» **Selected passage**:
● ● ● ● ● ● ●

Actually, there's no way in the current Robot API to create a wave.
Robots can only respond to new blips on an existing wave.

Also, because the robots operate within waves, allowing Robots to
assign waves to folders is problematic, because it's not clear which
user's folders receive the wave.   If you've got 10 users on a wave,
and a robot gets added, and some of the users have a folder, and
others don't, what happens?

Robots aren't extensions, they're just participants, AI's or Agents
that act the same way that any other participant in the wave could,
but automatically, and without human intervention.  Just like I can't
drag one of your waves into one of your folders, a robot can't move a
wave into one of your folders, because they aren't the Robot's
folders, they're Your Folders.  Giving a random robot access to my
folders just because I happened to have opened a wave that they were
partipating in would be a huge security hole, and I wouldn't want to
allow that.

Tags are a different matter, since they are assigned to the wave, not
bound to a user.  Neither the Java API nor the Python API appears to
currently support adding tags to items, though it seems reasonable
that they could.  I'd be worried about robot authors misusing them,
but it seems like something that should make it into those APIs at
some point in the future.

Gadgets are closer to the standard definition of "extensions" but
they're still bound to the wave, not a particular user.  Again,
granting gadgets permission to muck about with my folder structure
just because I happened to open a wave they were attached to would be
a bad idea.  This would be like allowing attachments to auto-execute
themselves when you open an email, and any security expert can tell
you why that's a bad idea.

Again, I think a third type of "API" would be necessary to support the
kind of extensions you're talking about here.  Either of the existing
extension APIs would cause serious security flaws if they were to be
allowed to move things around in your folders, or create new waves.

● ● ● ● ● ● ●

» **Data rows**:
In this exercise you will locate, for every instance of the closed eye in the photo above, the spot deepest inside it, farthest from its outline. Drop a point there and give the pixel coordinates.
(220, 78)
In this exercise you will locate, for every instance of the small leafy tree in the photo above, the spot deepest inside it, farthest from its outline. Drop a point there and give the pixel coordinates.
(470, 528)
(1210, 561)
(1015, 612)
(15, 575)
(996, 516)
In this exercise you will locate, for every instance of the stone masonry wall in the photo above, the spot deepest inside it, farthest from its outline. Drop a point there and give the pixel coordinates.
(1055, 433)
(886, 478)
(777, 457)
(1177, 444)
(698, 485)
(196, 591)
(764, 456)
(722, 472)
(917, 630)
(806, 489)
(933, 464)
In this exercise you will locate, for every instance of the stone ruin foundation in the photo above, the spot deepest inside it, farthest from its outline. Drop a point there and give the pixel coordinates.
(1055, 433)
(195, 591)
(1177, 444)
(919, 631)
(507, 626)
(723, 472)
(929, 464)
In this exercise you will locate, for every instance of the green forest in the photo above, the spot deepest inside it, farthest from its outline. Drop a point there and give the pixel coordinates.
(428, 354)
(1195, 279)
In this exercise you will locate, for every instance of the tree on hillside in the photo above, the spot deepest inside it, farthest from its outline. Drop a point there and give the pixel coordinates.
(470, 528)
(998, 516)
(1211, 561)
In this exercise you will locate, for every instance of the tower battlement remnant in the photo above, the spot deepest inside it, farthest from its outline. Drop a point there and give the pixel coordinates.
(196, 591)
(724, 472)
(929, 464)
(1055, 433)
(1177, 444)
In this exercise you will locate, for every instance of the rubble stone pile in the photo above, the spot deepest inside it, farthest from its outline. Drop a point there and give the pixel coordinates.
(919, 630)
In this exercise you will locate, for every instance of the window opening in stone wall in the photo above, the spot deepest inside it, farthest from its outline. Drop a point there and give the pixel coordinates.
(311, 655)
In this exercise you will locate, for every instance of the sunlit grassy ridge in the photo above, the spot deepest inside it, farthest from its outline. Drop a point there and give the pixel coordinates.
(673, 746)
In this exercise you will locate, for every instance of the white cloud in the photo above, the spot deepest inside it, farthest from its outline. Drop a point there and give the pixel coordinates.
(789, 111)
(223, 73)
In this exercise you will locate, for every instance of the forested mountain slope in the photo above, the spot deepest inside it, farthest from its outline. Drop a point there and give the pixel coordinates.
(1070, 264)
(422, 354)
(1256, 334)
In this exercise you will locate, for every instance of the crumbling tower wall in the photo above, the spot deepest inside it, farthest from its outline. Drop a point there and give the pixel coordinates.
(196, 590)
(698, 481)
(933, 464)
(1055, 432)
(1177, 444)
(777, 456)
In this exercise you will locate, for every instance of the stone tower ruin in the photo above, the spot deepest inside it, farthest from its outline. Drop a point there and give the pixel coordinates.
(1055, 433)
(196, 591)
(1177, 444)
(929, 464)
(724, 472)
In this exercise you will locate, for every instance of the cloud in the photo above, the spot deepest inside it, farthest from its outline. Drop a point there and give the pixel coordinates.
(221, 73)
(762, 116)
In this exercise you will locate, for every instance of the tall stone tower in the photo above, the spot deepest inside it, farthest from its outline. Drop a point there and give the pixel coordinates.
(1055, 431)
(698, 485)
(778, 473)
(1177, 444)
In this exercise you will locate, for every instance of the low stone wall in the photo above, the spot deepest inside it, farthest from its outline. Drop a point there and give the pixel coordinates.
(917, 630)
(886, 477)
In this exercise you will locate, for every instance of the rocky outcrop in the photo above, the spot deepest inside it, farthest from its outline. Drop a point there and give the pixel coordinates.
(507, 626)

● ● ● ● ● ● ●

» **What to do**:
[1] Answer these about the passage on wave robots:
(a) To what can robots only respond?
(b) What makes tags a different matter from folders?
(c) To what does the writer compare letting gadgets alter folder structure?
[2] Reproduce the passage on wave robots word for word, from "Gadgets are closer" up to and including "that's a bad idea.".
The data above are not required for anything that follows.

» **Results by task**:
[1]
(a) Robots can only respond to new blips on an existing wave.
(b) Tags are assigned to the wave rather than bound to a user.
(c) It is compared to allowing attachments to auto-execute themselves when you open an email.

[2]
Gadgets are closer to the standard definition of "extensions" but
they're still bound to the wave, not a particular user.  Again,
granting gadgets permission to muck about with my folder structure
just because I happened to open a wave they were attached to would be
a bad idea.  This would be like allowing attachments to auto-execute
themselves when you open an email, and any security expert can tell
you why that's a bad idea.